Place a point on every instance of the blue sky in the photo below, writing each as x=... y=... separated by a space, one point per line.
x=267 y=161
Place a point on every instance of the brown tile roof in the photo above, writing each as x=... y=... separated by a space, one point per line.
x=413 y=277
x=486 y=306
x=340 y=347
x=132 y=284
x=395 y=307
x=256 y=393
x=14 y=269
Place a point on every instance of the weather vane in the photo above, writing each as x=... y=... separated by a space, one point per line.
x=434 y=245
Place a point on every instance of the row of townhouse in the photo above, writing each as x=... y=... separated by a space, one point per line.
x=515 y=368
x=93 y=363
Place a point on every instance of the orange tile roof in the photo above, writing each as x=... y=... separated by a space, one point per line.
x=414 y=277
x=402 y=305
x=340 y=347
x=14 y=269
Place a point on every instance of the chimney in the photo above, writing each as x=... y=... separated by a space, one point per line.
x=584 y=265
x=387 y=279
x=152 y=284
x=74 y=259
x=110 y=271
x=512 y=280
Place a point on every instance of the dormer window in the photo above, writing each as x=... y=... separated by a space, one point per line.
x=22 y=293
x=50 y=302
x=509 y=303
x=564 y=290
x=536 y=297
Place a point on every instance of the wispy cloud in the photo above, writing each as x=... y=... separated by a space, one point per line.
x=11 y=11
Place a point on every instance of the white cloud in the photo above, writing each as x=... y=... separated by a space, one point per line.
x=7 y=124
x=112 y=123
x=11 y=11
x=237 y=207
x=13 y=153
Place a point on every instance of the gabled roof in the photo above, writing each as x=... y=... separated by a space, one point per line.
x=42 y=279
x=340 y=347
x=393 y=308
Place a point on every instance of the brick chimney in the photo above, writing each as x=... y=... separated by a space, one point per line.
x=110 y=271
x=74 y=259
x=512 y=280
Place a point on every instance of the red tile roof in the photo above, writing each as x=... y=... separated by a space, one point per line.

+--

**Task to carry out**. Begin at the line that has "Place a point on every instance of the wispy" and stop after the last line of the records above. Write out every line in that span again, requests included, and raise each x and y coordinate in the answers by 61.

**Result for this exercise**.
Place a point on every instance of the wispy cloud in the photo above, writing each as x=... y=... separated by a space, one point per line.
x=72 y=72
Place a point on every instance of the white cloud in the photo above, writing each as x=... y=... separated by a space, one point per line.
x=68 y=185
x=173 y=184
x=72 y=72
x=298 y=268
x=74 y=214
Place a point on every instance of the gabled roof in the photo above, writing each as x=... y=... separated by a space, one point per line.
x=103 y=340
x=401 y=408
x=454 y=369
Place a point on every instance of the brick chimney in the photo above, writing each as x=... y=... separated by a space, one point per line.
x=171 y=332
x=135 y=320
x=573 y=341
Place a point on every instance of the red tile roof in the photo above, writing each as x=... y=... separated by a space, one point per line.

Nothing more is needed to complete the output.